* Entries shown *
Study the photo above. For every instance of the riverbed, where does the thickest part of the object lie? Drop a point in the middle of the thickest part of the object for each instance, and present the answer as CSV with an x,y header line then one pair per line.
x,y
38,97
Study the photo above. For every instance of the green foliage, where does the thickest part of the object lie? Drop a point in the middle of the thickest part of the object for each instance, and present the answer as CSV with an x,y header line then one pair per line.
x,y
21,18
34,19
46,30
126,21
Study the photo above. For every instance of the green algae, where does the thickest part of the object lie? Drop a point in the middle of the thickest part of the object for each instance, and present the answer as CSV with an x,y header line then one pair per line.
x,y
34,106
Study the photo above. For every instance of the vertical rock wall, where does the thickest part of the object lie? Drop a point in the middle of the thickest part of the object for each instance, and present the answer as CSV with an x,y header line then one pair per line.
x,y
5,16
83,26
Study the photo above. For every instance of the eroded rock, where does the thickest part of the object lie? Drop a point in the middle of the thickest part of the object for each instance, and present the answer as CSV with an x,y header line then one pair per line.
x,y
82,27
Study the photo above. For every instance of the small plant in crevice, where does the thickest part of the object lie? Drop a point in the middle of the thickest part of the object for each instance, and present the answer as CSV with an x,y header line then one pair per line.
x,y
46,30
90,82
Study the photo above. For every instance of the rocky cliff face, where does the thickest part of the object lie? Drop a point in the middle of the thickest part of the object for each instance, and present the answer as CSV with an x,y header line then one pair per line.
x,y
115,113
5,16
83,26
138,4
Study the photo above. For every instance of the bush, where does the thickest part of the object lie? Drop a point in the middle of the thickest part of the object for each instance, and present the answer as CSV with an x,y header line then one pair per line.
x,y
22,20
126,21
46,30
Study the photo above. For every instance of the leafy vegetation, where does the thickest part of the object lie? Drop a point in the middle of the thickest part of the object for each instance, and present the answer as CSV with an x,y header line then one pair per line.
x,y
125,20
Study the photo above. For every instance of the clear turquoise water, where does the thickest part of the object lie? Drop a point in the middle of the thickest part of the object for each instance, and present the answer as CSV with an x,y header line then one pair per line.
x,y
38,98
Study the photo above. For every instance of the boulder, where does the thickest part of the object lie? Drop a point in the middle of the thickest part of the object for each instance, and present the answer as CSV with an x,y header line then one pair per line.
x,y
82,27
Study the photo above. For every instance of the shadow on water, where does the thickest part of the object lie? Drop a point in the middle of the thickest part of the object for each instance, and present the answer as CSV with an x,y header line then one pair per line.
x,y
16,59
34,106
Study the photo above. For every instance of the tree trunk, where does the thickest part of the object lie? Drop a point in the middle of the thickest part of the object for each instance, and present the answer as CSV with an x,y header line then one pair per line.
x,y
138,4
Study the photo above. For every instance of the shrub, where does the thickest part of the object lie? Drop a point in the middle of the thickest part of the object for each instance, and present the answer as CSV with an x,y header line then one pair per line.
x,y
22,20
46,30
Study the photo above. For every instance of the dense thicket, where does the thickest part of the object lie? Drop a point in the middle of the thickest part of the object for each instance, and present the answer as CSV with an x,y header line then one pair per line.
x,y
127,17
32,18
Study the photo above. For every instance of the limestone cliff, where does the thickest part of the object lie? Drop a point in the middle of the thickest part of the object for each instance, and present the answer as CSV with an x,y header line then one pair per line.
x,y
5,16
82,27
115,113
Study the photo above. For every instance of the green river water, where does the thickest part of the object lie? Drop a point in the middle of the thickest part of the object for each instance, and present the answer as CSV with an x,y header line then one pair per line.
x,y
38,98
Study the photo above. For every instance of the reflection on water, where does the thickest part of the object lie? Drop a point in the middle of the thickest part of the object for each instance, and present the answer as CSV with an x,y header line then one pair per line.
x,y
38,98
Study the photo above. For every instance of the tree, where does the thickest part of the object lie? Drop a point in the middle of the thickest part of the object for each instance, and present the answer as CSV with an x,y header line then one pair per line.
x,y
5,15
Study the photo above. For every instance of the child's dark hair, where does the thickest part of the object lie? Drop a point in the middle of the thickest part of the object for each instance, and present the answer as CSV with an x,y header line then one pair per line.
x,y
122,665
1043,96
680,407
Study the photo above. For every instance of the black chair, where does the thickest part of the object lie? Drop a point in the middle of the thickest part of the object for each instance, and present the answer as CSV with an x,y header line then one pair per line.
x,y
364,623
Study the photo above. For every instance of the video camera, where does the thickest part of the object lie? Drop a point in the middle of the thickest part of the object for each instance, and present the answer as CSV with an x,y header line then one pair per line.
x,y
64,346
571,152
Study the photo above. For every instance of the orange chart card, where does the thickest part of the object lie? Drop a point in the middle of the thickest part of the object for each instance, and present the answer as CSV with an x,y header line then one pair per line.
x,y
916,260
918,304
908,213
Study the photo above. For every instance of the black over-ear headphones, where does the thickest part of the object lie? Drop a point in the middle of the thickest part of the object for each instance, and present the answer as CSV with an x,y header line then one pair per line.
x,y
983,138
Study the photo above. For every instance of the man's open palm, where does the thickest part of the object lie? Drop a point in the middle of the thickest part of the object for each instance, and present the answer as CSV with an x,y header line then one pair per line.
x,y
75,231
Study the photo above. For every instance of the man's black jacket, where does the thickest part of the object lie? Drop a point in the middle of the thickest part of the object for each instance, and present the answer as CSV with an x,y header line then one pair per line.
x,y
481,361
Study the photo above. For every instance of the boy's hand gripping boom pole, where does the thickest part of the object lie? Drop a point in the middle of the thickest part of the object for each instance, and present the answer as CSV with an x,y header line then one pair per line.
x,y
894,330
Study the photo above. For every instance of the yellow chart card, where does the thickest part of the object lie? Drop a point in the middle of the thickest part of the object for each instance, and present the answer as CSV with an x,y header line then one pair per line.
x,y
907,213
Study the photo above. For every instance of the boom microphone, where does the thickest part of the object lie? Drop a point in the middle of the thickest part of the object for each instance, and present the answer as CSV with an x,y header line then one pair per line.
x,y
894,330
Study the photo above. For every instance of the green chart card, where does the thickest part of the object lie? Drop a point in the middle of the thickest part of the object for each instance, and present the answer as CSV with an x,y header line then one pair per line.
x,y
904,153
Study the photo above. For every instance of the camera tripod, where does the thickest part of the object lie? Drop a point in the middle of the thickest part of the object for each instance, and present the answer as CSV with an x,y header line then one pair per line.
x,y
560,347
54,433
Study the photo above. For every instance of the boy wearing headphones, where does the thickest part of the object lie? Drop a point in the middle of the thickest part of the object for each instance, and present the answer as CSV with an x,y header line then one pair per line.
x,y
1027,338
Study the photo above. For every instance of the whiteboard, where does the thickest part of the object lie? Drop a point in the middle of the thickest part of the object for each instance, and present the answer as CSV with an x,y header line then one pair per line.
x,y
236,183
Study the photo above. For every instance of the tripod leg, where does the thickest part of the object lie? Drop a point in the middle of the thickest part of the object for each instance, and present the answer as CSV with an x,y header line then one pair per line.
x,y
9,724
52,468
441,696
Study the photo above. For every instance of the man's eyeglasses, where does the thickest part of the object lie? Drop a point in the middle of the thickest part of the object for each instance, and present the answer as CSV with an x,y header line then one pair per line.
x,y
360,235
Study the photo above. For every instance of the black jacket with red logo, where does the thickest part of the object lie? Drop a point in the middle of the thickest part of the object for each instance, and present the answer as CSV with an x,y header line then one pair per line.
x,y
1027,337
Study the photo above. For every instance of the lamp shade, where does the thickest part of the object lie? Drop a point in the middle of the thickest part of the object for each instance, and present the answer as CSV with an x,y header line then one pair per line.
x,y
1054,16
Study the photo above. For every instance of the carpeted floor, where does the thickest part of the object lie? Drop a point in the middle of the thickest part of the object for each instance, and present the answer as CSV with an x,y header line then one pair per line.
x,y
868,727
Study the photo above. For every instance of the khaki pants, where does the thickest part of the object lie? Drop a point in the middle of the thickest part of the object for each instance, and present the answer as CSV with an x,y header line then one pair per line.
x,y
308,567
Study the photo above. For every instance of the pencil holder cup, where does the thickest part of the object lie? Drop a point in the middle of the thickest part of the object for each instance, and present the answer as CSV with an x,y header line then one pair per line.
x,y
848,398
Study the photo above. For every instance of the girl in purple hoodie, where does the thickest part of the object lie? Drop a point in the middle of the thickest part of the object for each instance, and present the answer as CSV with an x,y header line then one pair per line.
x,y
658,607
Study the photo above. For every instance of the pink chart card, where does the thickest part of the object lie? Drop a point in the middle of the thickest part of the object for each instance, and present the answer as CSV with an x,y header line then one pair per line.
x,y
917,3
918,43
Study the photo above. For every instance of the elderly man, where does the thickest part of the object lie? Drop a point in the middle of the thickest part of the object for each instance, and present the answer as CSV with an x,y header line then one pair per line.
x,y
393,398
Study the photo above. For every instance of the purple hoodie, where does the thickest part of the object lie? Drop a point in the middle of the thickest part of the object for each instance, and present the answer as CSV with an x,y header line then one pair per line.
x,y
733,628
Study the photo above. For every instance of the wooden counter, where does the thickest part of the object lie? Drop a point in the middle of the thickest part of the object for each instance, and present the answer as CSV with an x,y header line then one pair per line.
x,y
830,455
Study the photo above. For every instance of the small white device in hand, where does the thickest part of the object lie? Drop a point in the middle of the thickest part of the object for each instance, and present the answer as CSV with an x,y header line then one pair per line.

* Task details *
Find the line that contains "Study the photo above. For every instance of the pink". Repeat it and every line after it, exactly as written, up to and including the last line of the records above.

* Output for this task *
Study the photo above. For every instance of the pink chart card, where does the thickest part of the object lie? Drop a point in the middle of the thickest part of the object for each instance, and present the answer as CSV with an x,y header line then one pair per line.
x,y
917,3
918,43
Study the photo above. For every instance of the elderly man, where does the thickest part of the object lie? Drop a point in the middle of the thickest part of the object for each instance, and present the answer as CSV with an x,y header line then one pair per line.
x,y
393,398
Study the photo above. For every instance of the purple hoodie, where does the thickest part of the object lie? Drop a point in the middle of the thickest part of the object for each instance, and present the answer as CSV with an x,y header line then one pair per line.
x,y
733,628
Study the photo above. For every instance of the wooden counter, where does the thickest part of the object lie? Drop a point in the middle of the thickest part of the object for each instance, and present the answer as CSV with an x,y header line then one pair per line.
x,y
830,455
Study the photo above. For every instance of the small white device in hand, where does the thickest part of the object lie? Drop a point in the middle of the thickest part of the object for each instance, and present the answer as CSV with an x,y header line then one pair per line.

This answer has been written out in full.